_Your instructions_
In the listing below, print exactly the lines between the line holding "of the radio" and the line holding "column 976, row 1", inclusive, and no more.
* * * * *
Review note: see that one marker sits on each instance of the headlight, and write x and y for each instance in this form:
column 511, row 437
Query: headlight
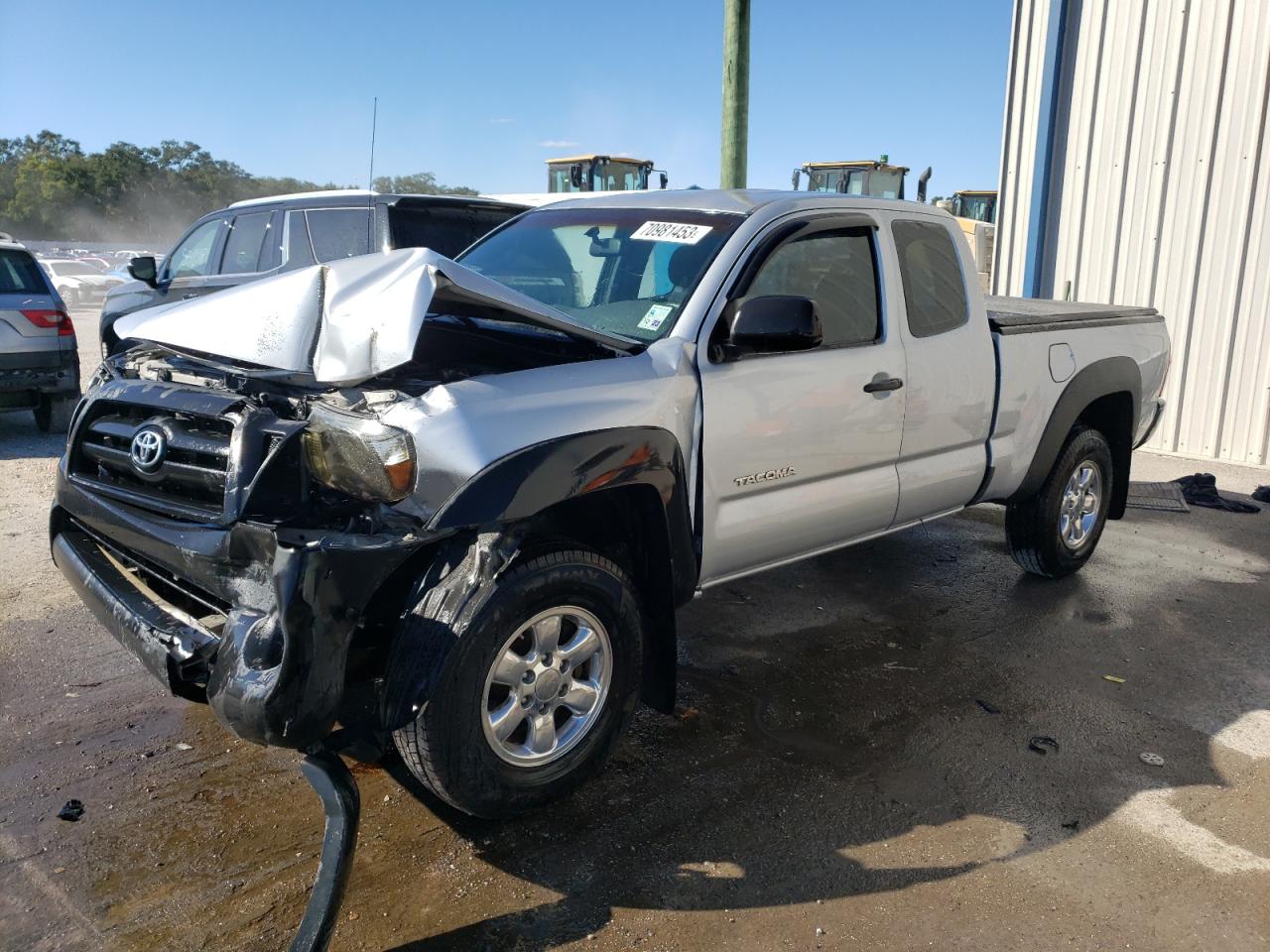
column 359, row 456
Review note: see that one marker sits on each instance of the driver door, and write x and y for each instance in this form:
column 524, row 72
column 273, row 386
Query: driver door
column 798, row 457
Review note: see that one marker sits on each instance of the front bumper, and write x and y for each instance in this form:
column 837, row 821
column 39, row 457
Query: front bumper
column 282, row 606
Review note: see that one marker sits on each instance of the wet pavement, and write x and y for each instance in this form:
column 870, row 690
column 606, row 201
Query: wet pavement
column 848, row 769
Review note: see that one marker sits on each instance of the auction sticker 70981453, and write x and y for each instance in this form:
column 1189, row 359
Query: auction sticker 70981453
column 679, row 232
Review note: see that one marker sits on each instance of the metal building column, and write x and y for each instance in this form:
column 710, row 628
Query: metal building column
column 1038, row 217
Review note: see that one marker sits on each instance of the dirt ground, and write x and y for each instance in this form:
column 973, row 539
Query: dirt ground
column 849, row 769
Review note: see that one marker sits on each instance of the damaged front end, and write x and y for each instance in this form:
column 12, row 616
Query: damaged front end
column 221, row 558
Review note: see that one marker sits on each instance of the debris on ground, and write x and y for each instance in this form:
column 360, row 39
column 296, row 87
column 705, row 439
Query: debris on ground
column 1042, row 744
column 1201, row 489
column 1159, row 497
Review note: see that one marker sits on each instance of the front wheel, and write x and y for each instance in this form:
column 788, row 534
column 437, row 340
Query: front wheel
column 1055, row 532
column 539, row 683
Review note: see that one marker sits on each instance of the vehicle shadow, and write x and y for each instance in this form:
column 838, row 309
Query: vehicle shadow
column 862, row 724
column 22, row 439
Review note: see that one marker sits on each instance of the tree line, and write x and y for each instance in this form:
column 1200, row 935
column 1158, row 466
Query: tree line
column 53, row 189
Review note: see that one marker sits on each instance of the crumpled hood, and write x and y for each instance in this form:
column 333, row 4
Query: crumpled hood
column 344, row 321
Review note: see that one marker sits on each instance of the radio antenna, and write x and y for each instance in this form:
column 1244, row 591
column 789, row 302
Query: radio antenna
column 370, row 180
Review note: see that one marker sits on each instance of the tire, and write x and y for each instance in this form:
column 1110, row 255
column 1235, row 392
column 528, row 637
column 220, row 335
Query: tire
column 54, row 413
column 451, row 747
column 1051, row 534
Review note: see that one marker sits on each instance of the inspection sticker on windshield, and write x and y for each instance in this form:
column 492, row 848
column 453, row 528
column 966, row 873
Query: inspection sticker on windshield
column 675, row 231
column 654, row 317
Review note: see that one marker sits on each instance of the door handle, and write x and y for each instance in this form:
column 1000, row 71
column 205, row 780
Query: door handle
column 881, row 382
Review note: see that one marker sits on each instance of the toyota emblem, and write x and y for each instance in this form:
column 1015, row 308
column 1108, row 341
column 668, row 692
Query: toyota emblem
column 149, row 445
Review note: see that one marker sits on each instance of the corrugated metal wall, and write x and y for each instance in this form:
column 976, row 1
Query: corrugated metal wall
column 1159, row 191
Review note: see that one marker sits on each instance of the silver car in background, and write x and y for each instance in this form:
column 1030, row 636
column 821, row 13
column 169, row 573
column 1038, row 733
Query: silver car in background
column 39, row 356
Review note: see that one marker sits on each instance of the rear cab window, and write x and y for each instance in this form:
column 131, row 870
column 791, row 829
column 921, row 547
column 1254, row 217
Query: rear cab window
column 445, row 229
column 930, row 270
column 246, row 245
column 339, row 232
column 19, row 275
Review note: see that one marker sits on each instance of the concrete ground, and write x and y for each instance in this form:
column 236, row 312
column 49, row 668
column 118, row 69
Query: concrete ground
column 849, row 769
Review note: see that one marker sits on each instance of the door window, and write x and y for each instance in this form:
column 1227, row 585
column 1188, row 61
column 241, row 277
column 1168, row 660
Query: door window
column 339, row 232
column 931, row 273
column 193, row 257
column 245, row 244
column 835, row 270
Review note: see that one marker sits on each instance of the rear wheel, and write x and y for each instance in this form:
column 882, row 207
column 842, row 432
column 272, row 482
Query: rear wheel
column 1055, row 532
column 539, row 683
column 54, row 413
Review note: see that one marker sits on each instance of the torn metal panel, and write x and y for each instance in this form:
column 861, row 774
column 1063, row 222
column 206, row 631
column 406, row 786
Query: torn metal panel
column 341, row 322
* * * * *
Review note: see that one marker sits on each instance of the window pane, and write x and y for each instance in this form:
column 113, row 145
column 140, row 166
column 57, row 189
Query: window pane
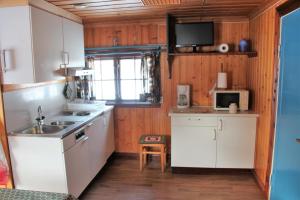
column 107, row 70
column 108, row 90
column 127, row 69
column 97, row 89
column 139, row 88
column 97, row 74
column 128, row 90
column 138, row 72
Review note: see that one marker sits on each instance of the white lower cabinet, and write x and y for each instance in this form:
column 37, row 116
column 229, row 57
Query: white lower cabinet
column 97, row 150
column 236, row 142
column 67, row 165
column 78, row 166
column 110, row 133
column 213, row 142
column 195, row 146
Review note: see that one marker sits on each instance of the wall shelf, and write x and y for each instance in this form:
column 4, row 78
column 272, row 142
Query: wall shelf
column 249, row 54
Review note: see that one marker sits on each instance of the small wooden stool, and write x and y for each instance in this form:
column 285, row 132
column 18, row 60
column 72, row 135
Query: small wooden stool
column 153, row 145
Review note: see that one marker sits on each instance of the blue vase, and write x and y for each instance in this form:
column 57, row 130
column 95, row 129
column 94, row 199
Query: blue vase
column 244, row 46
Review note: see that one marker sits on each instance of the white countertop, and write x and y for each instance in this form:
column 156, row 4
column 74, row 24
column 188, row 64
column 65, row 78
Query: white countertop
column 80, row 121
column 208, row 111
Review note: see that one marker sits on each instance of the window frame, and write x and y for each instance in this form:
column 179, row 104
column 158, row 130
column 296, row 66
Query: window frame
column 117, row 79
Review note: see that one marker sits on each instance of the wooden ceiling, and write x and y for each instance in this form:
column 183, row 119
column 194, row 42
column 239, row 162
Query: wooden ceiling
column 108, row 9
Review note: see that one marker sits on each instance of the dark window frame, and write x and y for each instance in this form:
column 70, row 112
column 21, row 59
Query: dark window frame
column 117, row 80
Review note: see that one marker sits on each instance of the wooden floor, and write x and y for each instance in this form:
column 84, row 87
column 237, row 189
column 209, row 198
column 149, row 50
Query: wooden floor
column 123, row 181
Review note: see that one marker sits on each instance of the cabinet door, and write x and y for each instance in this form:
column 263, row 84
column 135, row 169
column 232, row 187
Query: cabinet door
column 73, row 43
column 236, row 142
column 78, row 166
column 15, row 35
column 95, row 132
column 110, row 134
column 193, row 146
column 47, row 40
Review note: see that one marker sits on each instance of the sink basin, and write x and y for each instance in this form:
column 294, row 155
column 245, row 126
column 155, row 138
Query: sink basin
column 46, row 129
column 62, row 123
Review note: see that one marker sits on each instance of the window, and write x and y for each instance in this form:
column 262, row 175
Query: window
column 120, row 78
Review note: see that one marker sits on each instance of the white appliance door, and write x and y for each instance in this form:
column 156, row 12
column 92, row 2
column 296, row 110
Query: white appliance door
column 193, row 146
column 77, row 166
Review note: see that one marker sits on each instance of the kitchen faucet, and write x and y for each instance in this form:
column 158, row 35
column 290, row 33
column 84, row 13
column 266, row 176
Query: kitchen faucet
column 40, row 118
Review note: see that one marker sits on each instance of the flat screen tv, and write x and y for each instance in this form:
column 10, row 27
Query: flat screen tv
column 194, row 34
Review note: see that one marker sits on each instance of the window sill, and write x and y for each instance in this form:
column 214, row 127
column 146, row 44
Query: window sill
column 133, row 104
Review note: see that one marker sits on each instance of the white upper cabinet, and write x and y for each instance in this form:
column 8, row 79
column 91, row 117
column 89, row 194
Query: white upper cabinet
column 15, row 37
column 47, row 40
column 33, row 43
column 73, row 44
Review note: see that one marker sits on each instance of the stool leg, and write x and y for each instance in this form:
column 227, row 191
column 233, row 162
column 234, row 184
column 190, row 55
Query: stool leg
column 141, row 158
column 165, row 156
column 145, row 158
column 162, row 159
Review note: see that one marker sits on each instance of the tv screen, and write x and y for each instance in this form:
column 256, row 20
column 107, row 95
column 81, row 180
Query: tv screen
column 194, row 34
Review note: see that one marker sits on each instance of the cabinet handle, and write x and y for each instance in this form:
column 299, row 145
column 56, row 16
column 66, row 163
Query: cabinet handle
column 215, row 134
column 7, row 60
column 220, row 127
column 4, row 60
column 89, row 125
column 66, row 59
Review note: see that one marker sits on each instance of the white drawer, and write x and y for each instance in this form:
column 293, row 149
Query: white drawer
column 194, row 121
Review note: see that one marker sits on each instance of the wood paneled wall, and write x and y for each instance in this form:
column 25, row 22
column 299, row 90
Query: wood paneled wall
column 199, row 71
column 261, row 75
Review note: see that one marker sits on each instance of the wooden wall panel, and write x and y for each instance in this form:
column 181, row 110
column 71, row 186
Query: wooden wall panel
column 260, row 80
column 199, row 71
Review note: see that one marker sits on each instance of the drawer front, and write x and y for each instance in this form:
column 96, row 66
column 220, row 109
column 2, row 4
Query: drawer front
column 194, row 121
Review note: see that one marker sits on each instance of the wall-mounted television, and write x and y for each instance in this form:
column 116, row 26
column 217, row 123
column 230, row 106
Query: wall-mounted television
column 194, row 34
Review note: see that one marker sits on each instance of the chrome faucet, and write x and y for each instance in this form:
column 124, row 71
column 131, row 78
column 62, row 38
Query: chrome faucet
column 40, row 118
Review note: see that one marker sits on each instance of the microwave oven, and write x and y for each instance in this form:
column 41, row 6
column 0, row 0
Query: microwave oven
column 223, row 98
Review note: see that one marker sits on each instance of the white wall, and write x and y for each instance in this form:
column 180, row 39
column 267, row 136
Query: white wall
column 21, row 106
* * * * *
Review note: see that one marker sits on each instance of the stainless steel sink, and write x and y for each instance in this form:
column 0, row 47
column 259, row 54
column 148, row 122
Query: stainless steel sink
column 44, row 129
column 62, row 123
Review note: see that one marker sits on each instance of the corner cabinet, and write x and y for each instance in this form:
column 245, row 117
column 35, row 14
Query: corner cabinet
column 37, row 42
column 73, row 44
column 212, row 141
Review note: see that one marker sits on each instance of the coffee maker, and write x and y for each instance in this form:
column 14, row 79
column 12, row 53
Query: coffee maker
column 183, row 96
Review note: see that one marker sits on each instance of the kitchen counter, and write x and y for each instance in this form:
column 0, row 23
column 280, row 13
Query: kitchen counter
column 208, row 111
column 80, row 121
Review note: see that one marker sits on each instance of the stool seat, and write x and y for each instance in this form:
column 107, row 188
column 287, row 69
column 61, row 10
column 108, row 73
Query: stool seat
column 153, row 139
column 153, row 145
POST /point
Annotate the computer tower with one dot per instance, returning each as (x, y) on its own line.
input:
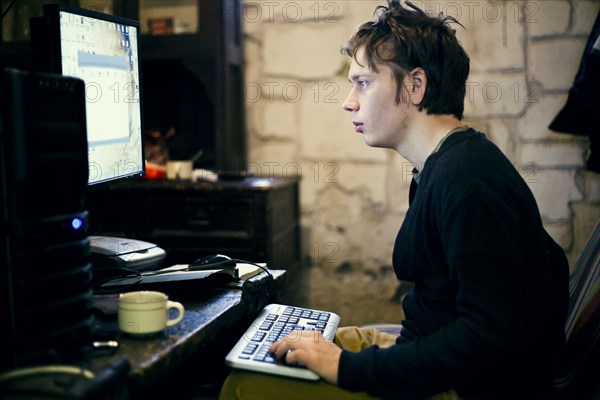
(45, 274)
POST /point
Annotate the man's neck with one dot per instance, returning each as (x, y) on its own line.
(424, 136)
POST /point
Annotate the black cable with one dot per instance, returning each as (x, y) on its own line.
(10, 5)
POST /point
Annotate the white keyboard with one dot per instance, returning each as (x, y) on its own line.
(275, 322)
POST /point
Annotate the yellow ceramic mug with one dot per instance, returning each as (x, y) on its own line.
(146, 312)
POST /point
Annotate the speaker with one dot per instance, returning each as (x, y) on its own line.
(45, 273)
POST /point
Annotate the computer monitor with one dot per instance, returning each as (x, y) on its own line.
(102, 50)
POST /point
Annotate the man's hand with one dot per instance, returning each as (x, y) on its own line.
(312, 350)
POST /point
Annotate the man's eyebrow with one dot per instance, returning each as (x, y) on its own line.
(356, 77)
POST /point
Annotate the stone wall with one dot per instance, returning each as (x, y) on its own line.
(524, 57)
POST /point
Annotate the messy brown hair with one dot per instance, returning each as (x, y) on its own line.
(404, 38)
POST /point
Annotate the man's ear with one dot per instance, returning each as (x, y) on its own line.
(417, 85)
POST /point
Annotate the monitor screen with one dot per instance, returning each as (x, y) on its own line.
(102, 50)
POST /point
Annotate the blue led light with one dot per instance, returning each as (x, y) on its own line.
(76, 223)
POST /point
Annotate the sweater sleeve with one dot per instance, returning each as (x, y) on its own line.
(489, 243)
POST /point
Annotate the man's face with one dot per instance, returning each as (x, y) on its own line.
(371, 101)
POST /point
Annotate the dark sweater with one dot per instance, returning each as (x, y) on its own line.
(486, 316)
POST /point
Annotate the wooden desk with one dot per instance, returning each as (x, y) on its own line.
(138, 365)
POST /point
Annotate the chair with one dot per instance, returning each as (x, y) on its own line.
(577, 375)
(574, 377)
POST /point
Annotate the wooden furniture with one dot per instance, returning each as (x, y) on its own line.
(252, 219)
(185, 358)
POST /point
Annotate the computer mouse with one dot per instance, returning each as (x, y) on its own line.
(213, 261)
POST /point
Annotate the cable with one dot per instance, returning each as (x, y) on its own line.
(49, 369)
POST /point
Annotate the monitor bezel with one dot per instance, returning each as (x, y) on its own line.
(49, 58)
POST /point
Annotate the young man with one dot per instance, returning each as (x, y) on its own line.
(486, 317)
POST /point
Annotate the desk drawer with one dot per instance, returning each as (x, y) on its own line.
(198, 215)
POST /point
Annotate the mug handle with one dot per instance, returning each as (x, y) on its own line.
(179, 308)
* * * * *
_Answer section_
Review note: see that one marker sits on each instance of the radio antenna, and write x and y for each instance in this form:
column 1244, row 591
column 789, row 302
Query: radio antenna
column 370, row 180
Review note: see that one marker sits on each instance of the tire, and write x and y for each instance in this form:
column 1110, row 255
column 1235, row 392
column 528, row 637
column 220, row 335
Query: tire
column 54, row 413
column 451, row 747
column 1051, row 534
Review note: see that one marker sits on each instance of the inspection sticker on windshield, and write x and y for each instance in this form:
column 492, row 848
column 453, row 528
column 966, row 873
Query: inspection sticker on windshield
column 675, row 231
column 654, row 317
Review note: see that one marker sits on each instance of the door handle, and write x and y for each instance in this form:
column 1000, row 71
column 205, row 780
Query: door handle
column 881, row 382
Review note: see that one marker sits on each instance of the toyota emblem, and write x and y for each instance in this form:
column 1015, row 308
column 1108, row 341
column 668, row 692
Query: toyota emblem
column 149, row 445
Review note: see that one marker sits on each instance of the corrugated metal wall, and write x and y for each instance in this form:
column 976, row 1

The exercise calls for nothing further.